Quoted text:
········

GAMBIA-L Archives

The Gambia and Related Issues Mailing List

GAMBIA-L@LISTSERV.ICORS.ORG

Options: Use Forum View

Use Monospaced Font
Show Text Part by Default
Show All Mail Headers

Message: [<< First] [< Prev] [Next >] [Last >>]
Topic: [<< First] [< Prev] [Next >] [Last >>]
Author: [<< First] [< Prev] [Next >] [Last >>]

Print Reply
Subject:
From:
Madiba Saidy <[log in to unmask]>
Reply To:
The Gambia and related-issues mailing list <[log in to unmask]>
Date:
Thu, 24 Feb 2000 16:57:12 -0800
Content-Type:
TEXT/PLAIN
Parts/Attachments:
TEXT/PLAIN (95 lines)
Vanguard: Feminique



 Redefining our blackness


By Angela Agali

For the past three weeks, Dr. Femi Olugbile has focussed on the need for the
black man to reconstruct his consciousness for a more positive change. He
talked about the possibility of having a black Pope and of developing our
sense of technology as well as making a strong statement in the black
diaspora. His articles couldn't have come at a better time.

In a nutshell what he is striving to say can be reduced to three questions:
What were we? What have we become? What do we want to become? These
questions become very pertinent especially given a process of globalization
that presupposes a formidable centre that continuously seek to integrate the
margin. Yet, all over the world today, people are fighting and seeking for
their distinct identities. Most of today's wars have this issue of identity
at the centre.

People want their own land, their own language and even their own cultural
ethics. However, some of us Africans are still oscillating between who we
are and who we want to be. Now, if you do not know who you are, how can you
know what you want to become?

One important thing he noted was that some African-Americans are even more
conscious of their black roots while some of us here strive more towards
being un-African. Now we are supposed to be lucky because at least we can
identify with our roots but the African Americans are neither here nor
there. Most of them long to be rooted so they bear African names, wear
African clothings, and resort to African religion. Last year, Ishmael Reed,
a writer and multi-culturalist talked about Jesus as Orisha. If an average
Nigerian had voiced such a thing, he would definitely be branded a
blasphemer and yet somewhere in your mind you wonder whether Orisha is not
the same thing as deity.

········

Provided records:
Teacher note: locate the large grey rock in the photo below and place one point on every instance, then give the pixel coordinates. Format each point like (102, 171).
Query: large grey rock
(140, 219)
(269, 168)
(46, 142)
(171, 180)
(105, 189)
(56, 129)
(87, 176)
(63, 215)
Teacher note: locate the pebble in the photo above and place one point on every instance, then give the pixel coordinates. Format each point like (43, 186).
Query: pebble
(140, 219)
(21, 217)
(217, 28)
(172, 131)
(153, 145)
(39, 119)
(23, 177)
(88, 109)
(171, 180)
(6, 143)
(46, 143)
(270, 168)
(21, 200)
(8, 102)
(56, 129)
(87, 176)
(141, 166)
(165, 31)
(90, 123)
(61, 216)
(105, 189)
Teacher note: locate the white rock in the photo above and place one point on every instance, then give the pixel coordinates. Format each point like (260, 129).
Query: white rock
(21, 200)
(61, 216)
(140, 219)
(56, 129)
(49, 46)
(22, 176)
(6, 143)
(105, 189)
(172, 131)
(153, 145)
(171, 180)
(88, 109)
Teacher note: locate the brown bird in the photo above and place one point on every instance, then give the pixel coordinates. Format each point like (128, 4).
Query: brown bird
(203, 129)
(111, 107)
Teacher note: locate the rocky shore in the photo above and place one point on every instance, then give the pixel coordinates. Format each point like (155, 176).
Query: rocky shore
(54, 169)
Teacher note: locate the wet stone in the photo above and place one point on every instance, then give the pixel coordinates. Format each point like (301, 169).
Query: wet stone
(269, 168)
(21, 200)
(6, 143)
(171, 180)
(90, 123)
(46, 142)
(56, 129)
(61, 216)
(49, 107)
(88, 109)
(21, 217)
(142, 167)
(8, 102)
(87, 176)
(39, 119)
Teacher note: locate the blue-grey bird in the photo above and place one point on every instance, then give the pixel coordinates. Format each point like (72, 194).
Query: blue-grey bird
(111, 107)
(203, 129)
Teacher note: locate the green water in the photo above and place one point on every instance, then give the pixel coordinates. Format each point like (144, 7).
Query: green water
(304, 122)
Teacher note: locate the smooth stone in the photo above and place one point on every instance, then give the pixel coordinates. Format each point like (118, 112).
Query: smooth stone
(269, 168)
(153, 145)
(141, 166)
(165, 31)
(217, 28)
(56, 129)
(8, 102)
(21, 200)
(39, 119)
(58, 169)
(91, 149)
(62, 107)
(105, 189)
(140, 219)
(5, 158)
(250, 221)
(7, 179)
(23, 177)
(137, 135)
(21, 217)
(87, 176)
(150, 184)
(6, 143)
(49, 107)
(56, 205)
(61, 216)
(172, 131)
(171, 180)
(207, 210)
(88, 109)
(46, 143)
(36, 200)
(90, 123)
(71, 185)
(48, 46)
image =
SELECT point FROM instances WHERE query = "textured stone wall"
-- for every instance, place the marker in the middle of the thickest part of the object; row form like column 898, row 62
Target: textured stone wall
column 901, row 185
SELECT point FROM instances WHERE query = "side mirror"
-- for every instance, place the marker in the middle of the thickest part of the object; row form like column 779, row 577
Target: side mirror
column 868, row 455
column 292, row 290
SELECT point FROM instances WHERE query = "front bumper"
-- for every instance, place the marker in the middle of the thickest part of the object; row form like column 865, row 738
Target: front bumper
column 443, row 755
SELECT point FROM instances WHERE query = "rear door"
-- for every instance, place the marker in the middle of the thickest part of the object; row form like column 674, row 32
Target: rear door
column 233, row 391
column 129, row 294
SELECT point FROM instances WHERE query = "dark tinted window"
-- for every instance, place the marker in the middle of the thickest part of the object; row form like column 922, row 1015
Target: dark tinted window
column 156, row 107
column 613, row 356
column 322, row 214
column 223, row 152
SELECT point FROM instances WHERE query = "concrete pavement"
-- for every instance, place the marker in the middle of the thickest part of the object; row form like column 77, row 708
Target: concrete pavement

········

What to work on:
A: In the article on redefining blackness, rewrite the passage between "One important thing" and "thing as deity.", inclusive, replacing "blasphemer" with "heretic".
B: According to the article on redefining blackness, why are the questions "What were we? What have we become? What do we want to become?" especially pertinent?
C: List the things the article on redefining blackness says most African Americans do because they long to be rooted.

Responses for each task:
A:
One important thing he noted was that some African-Americans are even more
conscious of their black roots while some of us here strive more towards
being un-African. Now we are supposed to be lucky because at least we can
identify with our roots but the African Americans are neither here nor
there. Most of them long to be rooted so they bear African names, wear
African clothings, and resort to African religion. Last year, Ishmael Reed,
a writer and multi-culturalist talked about Jesus as Orisha. If an average
Nigerian had voiced such a thing, he would definitely be branded a
heretic and yet somewhere in your mind you wonder whether Orisha is not
the same thing as deity.

B: They are especially pertinent because of a process of globalization that presupposes a formidable centre that continuously seeks to integrate the margin. Meanwhile, people all over the world are fighting for their distinct identities, and most of today's wars have identity at their centre.

C:
- They bear African names.
- They wear African clothings.
- They resort to African religion.